>> START TEXT TO READ
But let’s think about wishes. If you could have any one wish granted, what would it be?
And if you are too grown up for wishes, if you could have one prayer request answered, what would it be?
In Mark 10, Jesus asks two different times, “What do you want me to do for you?” (36,51)
What would you say if Jesus asked you that?
The first time he asks this of James and John - in response to their request, “Teacher, we want you to do for us whatever we ask of you.”
Before we begin to feel superior to James and John, stop to think of your heart when you pray. Is it not true that sometimes we want Jesus to do whatever we ask of him because we are so certain what we are asking for is the best, the wisest, the most helpful thing to be asking for.
And what were they asking for? Power and position - Glory.
Ok. I don’t ask for glory - but do I? It’s a dangerous thing to look at the motives of your heart in prayer.
The heart is deceitful above all things, and desperately wicked: who can know it? (Jer. 17:9).
Jesus responds, “You do not know what you are asking for.”
Too true. Why then should we try to pray?
The second time Jesus asks, “What do you want me to do for you?” is in response to blind Bartimaeus’s cry for mercy.
What a different heart posture than that of James and John!
Bartimaeus comes to Jesus with humility, aware of Jesus’ power and his own need. He doesn’t demand. He is ever so earnest, and he doesn’t give up easily. But his persistence comes from knowing that Jesus can heal not from believing he is worthy of being healed.
>> END TEXT TO READ
>> START ITEMS
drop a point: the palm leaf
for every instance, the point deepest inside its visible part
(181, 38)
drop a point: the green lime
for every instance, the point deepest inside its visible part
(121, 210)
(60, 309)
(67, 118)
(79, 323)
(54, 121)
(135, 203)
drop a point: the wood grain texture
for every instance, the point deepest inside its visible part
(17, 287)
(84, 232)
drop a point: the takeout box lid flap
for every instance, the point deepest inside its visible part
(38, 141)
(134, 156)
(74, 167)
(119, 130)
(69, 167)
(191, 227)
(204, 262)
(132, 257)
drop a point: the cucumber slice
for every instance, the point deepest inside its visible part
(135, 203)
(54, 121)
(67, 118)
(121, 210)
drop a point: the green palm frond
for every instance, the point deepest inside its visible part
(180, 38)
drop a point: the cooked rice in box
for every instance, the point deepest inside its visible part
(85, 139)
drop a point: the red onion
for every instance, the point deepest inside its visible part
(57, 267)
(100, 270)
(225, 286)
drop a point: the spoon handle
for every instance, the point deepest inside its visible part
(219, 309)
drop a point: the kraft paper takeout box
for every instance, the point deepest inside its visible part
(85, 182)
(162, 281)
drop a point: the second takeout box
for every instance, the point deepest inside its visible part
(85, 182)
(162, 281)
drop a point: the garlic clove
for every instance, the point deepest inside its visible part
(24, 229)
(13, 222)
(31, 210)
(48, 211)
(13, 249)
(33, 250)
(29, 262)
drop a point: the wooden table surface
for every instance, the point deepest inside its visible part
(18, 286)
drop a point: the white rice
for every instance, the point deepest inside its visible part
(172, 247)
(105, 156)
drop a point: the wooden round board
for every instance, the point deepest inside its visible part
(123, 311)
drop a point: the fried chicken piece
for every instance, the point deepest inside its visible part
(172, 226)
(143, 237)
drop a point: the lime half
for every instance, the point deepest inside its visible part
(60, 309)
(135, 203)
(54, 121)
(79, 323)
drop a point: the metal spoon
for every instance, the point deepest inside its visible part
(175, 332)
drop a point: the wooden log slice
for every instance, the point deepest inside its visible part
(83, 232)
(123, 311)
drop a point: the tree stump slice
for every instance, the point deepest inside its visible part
>> END ITEMS
-- EXERCISES TO COMPLETE --
[A] List every person the reflection on prayer in Mark 10 names as taking part in the two exchanges it describes.
[B] Pick up the reflection on prayer in Mark 10 after its final sentence and carry it forward.

-- ANSWERS IN ORDER --
[A] Jesus, James, John, Bartimaeus

[B]
When I opened my journal to begin to pray this morning, I began each request with, “Lord be merciful to me, . . . . “ It proved to be a helpful pattern to keep my heart in the position of trust and submission.
This borrowed prayer has also proven to help orientate my heart for prayer:
Lord,
I do not know what to ask. You alone know what I need.
You love me better than I know how to love myself.
Oh Father!
Give to your child what she herself is too ignorant to pray for.
I dare not ask either for crosses or consolations.
I simply present myself before you. I open my heart to you.
I adore your purposes even though I don't know them
I am silent.
I offer myself in sacrifice. I yield myself to you.
I want to have no other desire than to accomplish you will
Teach me to pray. Pray yourself in me.
Amen.
Francois de la Mothe Fenelon
(Translated by Elizabeth Elliot)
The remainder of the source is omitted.